REQUIRED ACTIONS:
1. Answer these questions from the blog posts on espresso and whiskey, one per line:
(a) Which website does the writer call the best place to learn about coffee?
(b) What does a rating of "boobies" mean?
(c) How much does a bottle of Rittenhouse cost?
2. Carry the blog posts on espresso and whiskey forward from where they stop.

EXTRACT:
┏━━

Saturday, February 25, 2012

Espresso is Manly

Espresso is one of the best hobbies for men for so many reasons.  I'll list them.

1.  Machines are manly.  Steam powered machines are even manlier.  There's a reason trains are so cool, and so are espresso machines.
2.  It's an active hobby.  I open a beer and pretty much drink the brewer's vision.  No such thing with espresso.  You will waste a lot of great coffee learning how to prepare that cup properly, but you also get to experiment and tweak it to your liking.
3.  This is related to the last one.  There is always more to learn.  Making espresso is a simple but highly nuanced process which I believe is impossible to perfect, but gives enough positive feedback that you will keep trying.  The way all the variables interact is magical... or scientific.  It really doesn't matter if you are an artist or engineer personality type.  Both approaches can work.
4.  Ever play with a chemistry set?  I have scales, various sizes of cups, scoopers, baskets, tampers...
5.  When you get it right you will say "wow" to yourself.  Then you will try to make espresso for everyone who enters the immediate vicinity of your machine to make them say it too.  *BAM*  "It's for you!"
6.  I can enjoy a complex beverage at 9am and no one will look down on me for it.  An early morning whiskey not so much...

The downside - You will hardly ever be able to order a coffee when you're out.  Most of it is terrible!

I'll do an equipment post outlining my current setup at some point, but I will probably not do too many guides.  I'd just be regurgitating what I learned reading Home-Barista.  It's the best place to learn about coffee online (or off for that matter).

Thursday, February 9, 2012

Ratings by the (Non)Numbers

Numbers are difficult.  Trying to pin tastes, feelings, circumstances, and biases into a line and then dedicating myself to upholding the sanctity of that line is hard.  I can love a bottle tonight while knowing that it's not as good as a bottle I thought was kind of mediocre last year.  The whole experience around the drink can dictate how the drink feels, and there is no way to separate that from what comes out of the bottle.

For those reasons I knew I didn't want a rigid rating system, but I do want a rating system.  I tend to recall how I feel about things with vague impressions which might be as simple as "good", "disappointing", or "boring", or might imply a bit more like "horse vomit".  My system is going to be ratings by association.  The rating is a word of phrase that evokes the spirit of the spirit.  If this doesn't make sense, just know that if I give something a rating of "boobies" I really, really like it.

Rittenhouse Rye BiB

Grand plans!  Hey, I'll start a whiskey blog.  Oh I like a lot more than whiskey, I may as well throw all that in too.  If I'm at one post a week during my fresh new blog push I might not last too long at this.  Lets drink a cheap rye.

Cheap and rare is an interesting combination.  Rittenhouse is $20 a bottle, but the release is limited.  Even the local retailer marks it limit 3.  And while it's put out by Heaven Hill, it was distilled by Brown-Forman, and soon enough that will be changing to Bernheim.  No one knows how that change will effect the whiskey, but the current iteration will be gone.  That makes Rittenhouse BiB a candidate for the next hot discontinued whiskey.

┗━━

RECORD LIST:
┏━━

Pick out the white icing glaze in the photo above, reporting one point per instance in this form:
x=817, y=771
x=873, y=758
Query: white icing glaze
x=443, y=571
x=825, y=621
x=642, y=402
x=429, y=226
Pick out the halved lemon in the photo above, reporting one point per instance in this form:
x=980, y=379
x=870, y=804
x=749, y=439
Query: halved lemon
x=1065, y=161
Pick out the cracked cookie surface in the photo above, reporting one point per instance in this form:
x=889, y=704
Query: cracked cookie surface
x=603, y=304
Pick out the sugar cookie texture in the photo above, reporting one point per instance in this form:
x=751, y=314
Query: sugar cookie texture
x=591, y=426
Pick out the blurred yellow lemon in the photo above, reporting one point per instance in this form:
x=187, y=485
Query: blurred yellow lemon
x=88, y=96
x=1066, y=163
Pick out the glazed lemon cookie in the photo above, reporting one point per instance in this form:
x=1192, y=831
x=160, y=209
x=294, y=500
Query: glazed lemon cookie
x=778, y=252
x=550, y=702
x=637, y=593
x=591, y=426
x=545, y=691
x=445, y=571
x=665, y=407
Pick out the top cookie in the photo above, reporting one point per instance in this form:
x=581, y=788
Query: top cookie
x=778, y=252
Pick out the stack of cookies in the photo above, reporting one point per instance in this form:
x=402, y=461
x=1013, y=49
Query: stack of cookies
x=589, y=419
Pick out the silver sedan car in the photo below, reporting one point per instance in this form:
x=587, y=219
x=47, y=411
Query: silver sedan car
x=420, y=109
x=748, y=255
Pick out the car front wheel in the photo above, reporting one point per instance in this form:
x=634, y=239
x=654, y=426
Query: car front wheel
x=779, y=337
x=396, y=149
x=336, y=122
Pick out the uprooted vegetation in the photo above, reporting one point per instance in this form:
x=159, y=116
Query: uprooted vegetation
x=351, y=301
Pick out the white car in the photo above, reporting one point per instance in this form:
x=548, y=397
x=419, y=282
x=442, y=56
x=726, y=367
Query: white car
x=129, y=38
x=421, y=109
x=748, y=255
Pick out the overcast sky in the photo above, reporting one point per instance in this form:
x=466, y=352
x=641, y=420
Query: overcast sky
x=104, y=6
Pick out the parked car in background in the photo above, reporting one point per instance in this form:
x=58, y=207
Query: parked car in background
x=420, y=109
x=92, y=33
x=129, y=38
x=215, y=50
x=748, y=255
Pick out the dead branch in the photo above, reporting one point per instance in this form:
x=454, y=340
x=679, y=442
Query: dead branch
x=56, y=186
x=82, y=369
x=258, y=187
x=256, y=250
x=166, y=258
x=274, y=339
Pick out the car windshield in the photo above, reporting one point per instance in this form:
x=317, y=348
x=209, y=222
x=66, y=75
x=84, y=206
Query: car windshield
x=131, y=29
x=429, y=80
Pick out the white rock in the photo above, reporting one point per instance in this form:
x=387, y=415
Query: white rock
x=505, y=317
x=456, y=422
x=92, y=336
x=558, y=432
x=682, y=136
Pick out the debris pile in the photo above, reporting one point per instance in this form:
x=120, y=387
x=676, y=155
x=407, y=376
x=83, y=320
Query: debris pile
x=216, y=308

┗━━

ANSWERS:
1.
(a) Home-Barista
(b) The writer really, really likes it.
(c) $20

2.
The mash for Rittenhouse is 51% rye.  In the glass it's a deep bronze.  Smelling it I get golden raisin, black pepper, vanilla, and a mustiness that's reminiscent of an old attic.  Becca, who doesn't drink whiskey but does like to play "the tasting game", pulls out pineapple that I don't get.  The fruit note changes from raisins to orange  rind when taking a sip.  The pepper and rye spice remains.  The 100 proof makes itself known with a bit of burn while vanilla notes round out the flavor.  I'd say it's slightly unrefined, but there is big flavor that's not often found in this price bracket.  This was a test bottle for me, but I will be grabbing a few next time.  It's a good sipper neat when you're feeling spicy and a great base for Manhattans.

Rating:  Spicy Meatball!

Saturday, February 4, 2012

A First Post

I started drinking whiskey a few years ago.  My fiancee and I live close to her parents, so we go over to their house often for holidays and family events.  Once we're there, we usually end up staying for a while.  Thankfully I found a retreat, in the den watching sports with her Grandpa.  He always drank Chivas Regal on the rocks, so I started drinking Chivas Regal on the rocks with him.  That was my gateway beyond using some Beam as a mixer with coke.  I started drinking scotch at home too, learned to drink it neat, tried American bourbons and ryes, and am really enjoying the whiskey thing.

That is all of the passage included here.